— START QUOTED TEXT —
Key settings (all environments):

Setting	HA	Non-HA	Why
`schedules.*`	Daily + weekly	Empty `{}`	Automated schedules provide continuous protection vs on-demand only
`metrics.serviceMonitor.enabled`	`true`	`false`	HA exports Velero metrics to Prometheus for monitoring
`podSecurityContext`	Strict (`65534:65534`)	Inherited from base	HA enforces non-root execution for security
`EnableCSI`	Enabled in base	Enabled in base	CSI snapshots required for PVC-level backups

Commit and Deploy¶

Once all files are in place, commit and push to trigger Flux deployment:

AWSBare MetalProxmox VMs

git add flux/infra/base/velero.yaml \
        flux/infra/aws/velero/
git commit -m "feat(velero): add Velero backup for AWS environment"
git push

git add flux/infra/base/velero.yaml \
        flux/infra/baremetal/velero/
git commit -m "feat(velero): add Velero backup for bare metal environment"
git push

git add flux/infra/base/velero.yaml \
        flux/infra/baremetal/velero/
git commit -m "feat(velero): add Velero backup for bare metal environment"
git push

Flux will detect the new commit and begin deploying Velero. To trigger an immediate sync instead of waiting for the next poll interval:

flux reconcile kustomization infra-velero -n flux-system --with-source

Extra Manifests - Ceph S3 User¶

Bare Metal only

This manifest is only required when using Ceph RGW as the backup storage backend. AWS deployments use IAM credentials instead.
— END QUOTED TEXT —
— START AVAILABLE RECORDS —
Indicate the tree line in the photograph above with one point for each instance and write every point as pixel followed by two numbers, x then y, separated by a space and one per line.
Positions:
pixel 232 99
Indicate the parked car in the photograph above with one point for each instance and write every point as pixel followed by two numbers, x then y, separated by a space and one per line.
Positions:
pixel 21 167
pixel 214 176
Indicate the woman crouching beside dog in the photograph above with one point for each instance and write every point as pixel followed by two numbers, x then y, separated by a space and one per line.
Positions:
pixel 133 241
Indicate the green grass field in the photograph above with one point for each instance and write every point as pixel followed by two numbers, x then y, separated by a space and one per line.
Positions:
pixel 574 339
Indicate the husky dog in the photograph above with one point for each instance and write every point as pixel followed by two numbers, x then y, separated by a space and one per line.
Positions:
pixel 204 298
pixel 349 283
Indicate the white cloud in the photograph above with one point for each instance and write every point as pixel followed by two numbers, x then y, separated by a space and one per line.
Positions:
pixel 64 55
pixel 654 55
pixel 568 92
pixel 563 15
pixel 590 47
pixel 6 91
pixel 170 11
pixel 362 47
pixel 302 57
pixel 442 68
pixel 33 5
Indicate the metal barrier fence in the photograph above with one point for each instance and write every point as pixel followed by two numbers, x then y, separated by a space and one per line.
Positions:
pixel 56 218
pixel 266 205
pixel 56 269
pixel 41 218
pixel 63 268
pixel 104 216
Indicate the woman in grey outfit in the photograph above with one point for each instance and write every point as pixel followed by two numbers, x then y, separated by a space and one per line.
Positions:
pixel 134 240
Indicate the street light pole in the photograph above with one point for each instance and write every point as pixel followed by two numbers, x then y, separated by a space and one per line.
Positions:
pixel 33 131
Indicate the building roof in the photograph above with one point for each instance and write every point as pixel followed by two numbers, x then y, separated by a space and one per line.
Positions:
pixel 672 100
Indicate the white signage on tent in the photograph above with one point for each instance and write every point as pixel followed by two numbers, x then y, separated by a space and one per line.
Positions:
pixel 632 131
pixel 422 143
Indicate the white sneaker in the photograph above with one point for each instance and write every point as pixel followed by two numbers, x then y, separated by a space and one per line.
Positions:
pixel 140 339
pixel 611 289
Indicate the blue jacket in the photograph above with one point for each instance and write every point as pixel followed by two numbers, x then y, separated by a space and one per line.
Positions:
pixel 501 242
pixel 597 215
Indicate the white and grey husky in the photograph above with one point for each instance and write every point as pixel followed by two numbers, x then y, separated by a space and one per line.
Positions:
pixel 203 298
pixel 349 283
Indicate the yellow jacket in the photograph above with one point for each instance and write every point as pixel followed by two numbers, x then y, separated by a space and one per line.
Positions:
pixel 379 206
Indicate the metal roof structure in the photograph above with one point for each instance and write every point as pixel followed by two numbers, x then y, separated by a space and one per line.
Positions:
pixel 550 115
— END AVAILABLE RECORDS —
**COMPLETE THE FOLLOWING**
(a) Repeat the Velero deployment text exactly, from start to finish.
(b) Please reproduce the stretch of the entries from the line containing "Indicate the green" through the line containing "pixel 104 216", exactly and with nothing else.

**ANSWERS FOR THE EXERCISE**
(a)
Key settings (all environments):

Setting	HA	Non-HA	Why
`schedules.*`	Daily + weekly	Empty `{}`	Automated schedules provide continuous protection vs on-demand only
`metrics.serviceMonitor.enabled`	`true`	`false`	HA exports Velero metrics to Prometheus for monitoring
`podSecurityContext`	Strict (`65534:65534`)	Inherited from base	HA enforces non-root execution for security
`EnableCSI`	Enabled in base	Enabled in base	CSI snapshots required for PVC-level backups

Commit and Deploy¶

Once all files are in place, commit and push to trigger Flux deployment:

AWSBare MetalProxmox VMs

git add flux/infra/base/velero.yaml \
        flux/infra/aws/velero/
git commit -m "feat(velero): add Velero backup for AWS environment"
git push

git add flux/infra/base/velero.yaml \
        flux/infra/baremetal/velero/
git commit -m "feat(velero): add Velero backup for bare metal environment"
git push

git add flux/infra/base/velero.yaml \
        flux/infra/baremetal/velero/
git commit -m "feat(velero): add Velero backup for bare metal environment"
git push

Flux will detect the new commit and begin deploying Velero. To trigger an immediate sync instead of waiting for the next poll interval:

flux reconcile kustomization infra-velero -n flux-system --with-source

Extra Manifests - Ceph S3 User¶

Bare Metal only

This manifest is only required when using Ceph RGW as the backup storage backend. AWS deployments use IAM credentials instead.

(b)
Indicate the green grass field in the photograph above with one point for each instance and write every point as pixel followed by two numbers, x then y, separated by a space and one per line.
Positions:
pixel 574 339
Indicate the husky dog in the photograph above with one point for each instance and write every point as pixel followed by two numbers, x then y, separated by a space and one per line.
Positions:
pixel 204 298
pixel 349 283
Indicate the white cloud in the photograph above with one point for each instance and write every point as pixel followed by two numbers, x then y, separated by a space and one per line.
Positions:
pixel 64 55
pixel 654 55
pixel 568 92
pixel 563 15
pixel 590 47
pixel 6 91
pixel 170 11
pixel 362 47
pixel 302 57
pixel 442 68
pixel 33 5
Indicate the metal barrier fence in the photograph above with one point for each instance and write every point as pixel followed by two numbers, x then y, separated by a space and one per line.
Positions:
pixel 56 218
pixel 266 205
pixel 56 269
pixel 41 218
pixel 63 268
pixel 104 216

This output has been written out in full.